** begin **
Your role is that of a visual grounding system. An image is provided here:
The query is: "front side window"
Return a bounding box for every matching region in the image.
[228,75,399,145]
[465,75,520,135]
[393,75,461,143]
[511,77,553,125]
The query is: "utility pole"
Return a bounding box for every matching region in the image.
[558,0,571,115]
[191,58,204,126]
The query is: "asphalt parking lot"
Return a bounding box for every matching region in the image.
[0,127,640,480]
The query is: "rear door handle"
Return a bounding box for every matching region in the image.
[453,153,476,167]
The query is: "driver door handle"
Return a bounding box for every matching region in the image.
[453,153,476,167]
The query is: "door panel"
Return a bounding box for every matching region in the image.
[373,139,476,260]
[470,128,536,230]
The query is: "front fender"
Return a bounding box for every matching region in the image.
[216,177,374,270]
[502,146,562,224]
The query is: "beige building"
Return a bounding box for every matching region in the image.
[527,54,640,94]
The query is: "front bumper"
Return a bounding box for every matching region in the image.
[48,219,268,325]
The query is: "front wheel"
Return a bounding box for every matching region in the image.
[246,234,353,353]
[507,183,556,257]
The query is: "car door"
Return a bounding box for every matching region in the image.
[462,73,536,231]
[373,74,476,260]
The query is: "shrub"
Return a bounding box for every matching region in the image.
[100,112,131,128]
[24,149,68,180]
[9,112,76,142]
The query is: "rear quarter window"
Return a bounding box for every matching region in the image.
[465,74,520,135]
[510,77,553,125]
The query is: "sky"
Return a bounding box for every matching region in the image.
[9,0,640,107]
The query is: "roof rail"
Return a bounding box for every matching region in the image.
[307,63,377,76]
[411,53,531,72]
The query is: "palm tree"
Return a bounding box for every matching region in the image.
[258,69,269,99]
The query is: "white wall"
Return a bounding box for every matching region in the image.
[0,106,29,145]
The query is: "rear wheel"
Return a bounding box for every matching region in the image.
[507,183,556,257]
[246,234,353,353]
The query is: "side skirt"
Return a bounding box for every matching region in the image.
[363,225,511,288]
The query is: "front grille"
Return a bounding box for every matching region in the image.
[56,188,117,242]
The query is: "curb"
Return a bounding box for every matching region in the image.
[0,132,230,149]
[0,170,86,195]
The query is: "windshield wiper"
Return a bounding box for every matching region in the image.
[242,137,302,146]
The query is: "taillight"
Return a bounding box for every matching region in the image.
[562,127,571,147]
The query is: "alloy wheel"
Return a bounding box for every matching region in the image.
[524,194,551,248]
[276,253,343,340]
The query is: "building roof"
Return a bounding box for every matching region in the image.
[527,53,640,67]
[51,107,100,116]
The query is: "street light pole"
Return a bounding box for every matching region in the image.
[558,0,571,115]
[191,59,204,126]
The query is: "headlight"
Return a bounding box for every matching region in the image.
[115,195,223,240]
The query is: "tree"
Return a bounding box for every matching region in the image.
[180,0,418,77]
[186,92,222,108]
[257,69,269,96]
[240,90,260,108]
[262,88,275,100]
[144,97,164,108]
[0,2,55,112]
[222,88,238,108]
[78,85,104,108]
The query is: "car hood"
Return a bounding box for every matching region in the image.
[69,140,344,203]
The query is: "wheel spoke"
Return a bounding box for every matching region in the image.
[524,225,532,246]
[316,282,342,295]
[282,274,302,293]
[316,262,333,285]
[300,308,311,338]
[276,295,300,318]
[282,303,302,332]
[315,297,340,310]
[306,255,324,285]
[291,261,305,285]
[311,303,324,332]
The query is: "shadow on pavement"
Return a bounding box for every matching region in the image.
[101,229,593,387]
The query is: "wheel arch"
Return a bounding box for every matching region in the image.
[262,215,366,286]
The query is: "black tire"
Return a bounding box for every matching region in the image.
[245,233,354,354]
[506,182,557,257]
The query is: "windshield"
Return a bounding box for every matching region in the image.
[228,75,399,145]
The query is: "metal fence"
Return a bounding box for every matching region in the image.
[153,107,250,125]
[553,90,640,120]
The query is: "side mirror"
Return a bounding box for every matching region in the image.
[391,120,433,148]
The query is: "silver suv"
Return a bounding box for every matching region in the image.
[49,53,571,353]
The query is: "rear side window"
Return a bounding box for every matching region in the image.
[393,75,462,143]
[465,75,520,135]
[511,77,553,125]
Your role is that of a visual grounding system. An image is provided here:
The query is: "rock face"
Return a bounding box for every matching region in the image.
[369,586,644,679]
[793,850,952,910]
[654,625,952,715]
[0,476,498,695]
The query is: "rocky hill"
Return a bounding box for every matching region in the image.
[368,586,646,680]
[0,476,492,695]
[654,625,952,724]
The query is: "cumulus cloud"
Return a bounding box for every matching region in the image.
** end **
- WHAT YOU ARE ASKED TO DO -
Gather every line from the entries above that contains the word "front".

- CORRECT RESPONSE -
The query is: "front side window"
The query is: "front fender"
The query is: "front bumper"
The query is: "front wheel"
The query is: "front grille"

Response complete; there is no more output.